Exercise text

Literature DB >> 18689808

BioJava: an open-source framework for bioinformatics.

R C G Holland¹, T A Down, M Pocock, A Prlić, D Huen, K James, S Foisy, A Dräger, A Yates, M Heuer, M J Schreiber.

Abstract

SUMMARY: BioJava is a mature open-source project that provides a framework for processing of biological data. BioJava contains powerful analysis and statistical routines, tools for parsing common file formats and packages for manipulating sequences and 3D structures. It enables rapid bioinformatics application development in the Java programming language. AVAILABILITY: BioJava is an open-source project distributed under the Lesser GPL (LGPL). BioJava can be downloaded from the BioJava website (http://www.biojava.org). BioJava requires Java 1.5 or higher. All queries should be directed to the BioJava mailing lists. Details are available at http://biojava.org/wiki/BioJava:MailingLists.

Entities: Disease Species

Mesh：

Year: 2008 PMID： 18689808 PMCID： PMC2530884 DOI： 10.1093/bioinformatics/btn397

Source DB: PubMed Journal: Bioinformatics ISSN： 1367-4803 Impact factor: 6.937

1 INTRODUCTION

BioJava was conceived in 1999 by Thomas Down and Matthew Pocock as an Application Programming Interface (API) to simplify bioinformatics software development using Java (Pocock, 2003; Pocock et al., 2000). It has since then evolved to become a fully featured framework with modules for performing many common bioinformatics tasks. The goal of BioJava is to facilitate code reuse and to provide standard implementations that are easy to link to external scripts and applications. BioJava is an open-source project that is developed by volunteers and coordinated by the Open Bioinformatics Foundation (OBF). It is one of several Bio* toolkits (Mangalam, 2002). All code is distributed under the LGPL license and can be freely used and reused in any form. BioJava is a mature project and has been employed in a number of real-world applications and over 50 published studies. A list of these can be found on the BioJava website. According to the project tracking web site Ohloh (http://www.ohloh.net/projects/biojava), the BioJava code-base represents an estimated 47 person-years worth of effort.

2 FEATURES

BioJava contains a number of mature APIs. The 10 most frequently used are: (1) nucleotide and amino acid alphabets, (2) BLAST parser, (3) sequence I/O, (4) dynamic programming, (5) structure I/O and manipulation, (6) sequence manipulation, (7) genetic algorithms, (8) statistical distributions, (9) graphical user interfaces and (10) serialization to databases. Below follows a short discussion of some of these modules. At the core of BioJava is a symbolic alphabet API which represents sequences as a list of references to singleton symbol objects that are derived from an alphabet. Lists of symbols are stored whenever possible in a compressed form of up to four symbols per byte of memory. In addition to the fundamental symbols of a given alphabet (A, C, G and T in the case of DNA), all BioJava alphabets implicitly contain extra symbol objects representing all possible combinations of the fundamental symbols. The symbol approach allows the construction of higher order alphabets and symbols that represent the multiplication of one or more alphabets. An example is the codon ‘alphabet’ which is the cubed product of the DNA alphabet, each codon ‘symbol’ comprising three DNA symbols. Such an alphabet allows construction of views over sequences without modifying the underlying sequence which is useful for tasks such as translation. Other complex alphabets which can be described include conditional alphabets for the construction of conditional probability distributions, and heterogeneous alphabets such as the combination of the codon and protein alphabets for use with a DNA–protein aligning hidden Markov model (HMM). Other interesting applications of the alphabet API include chromosomes for genetic algorithms using, but not limited to, integer or binary symbol lists, and the representation of Phred quality scores (Ewing et al., 1998) as a multiplication of the DNA and integer alphabets. The typical user would most likely start out by using the sequence input/output API and the sequence/feature object model. These allow sequences to be loaded from a number of common file formats such as FASTA, GenBank and EMBL, optionally manipulated in memory, then saved again or converted into a different format. The simplicity of this process is demonstrated in Figure 1.

Task item
Rewrite the paragraph of the BioJava article that begins "BioJava was conceived in 1999" as a short bulleted list, keeping its main facts. The records come from a different source than the BioJava article.

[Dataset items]

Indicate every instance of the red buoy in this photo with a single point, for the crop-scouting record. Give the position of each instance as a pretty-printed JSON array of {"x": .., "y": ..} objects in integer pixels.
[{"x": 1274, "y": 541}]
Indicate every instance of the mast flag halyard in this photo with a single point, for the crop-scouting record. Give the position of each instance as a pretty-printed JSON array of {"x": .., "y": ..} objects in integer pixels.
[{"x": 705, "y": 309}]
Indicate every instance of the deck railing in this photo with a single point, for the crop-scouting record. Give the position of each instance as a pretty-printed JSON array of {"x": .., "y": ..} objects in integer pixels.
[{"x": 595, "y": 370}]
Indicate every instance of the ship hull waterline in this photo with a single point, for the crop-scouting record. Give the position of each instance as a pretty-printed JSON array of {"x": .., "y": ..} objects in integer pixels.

Answer
- Thomas Down and Matthew Pocock conceived BioJava in 1999 as an API to simplify bioinformatics software development in Java.
- It has grown into a fully featured framework with modules for many common bioinformatics tasks.
- Its goal is to support code reuse and to provide standard implementations that link easily to external scripts and applications.
- It is open source, developed by volunteers and coordinated by the Open Bioinformatics Foundation (OBF), and is one of several Bio* toolkits.
- All code is distributed under the LGPL and can be freely used and reused in any form.
- It is a mature project that has been used in real-world applications and in over 50 published studies, listed on the BioJava website.
- Ohloh estimates the code base at about 47 person-years of effort.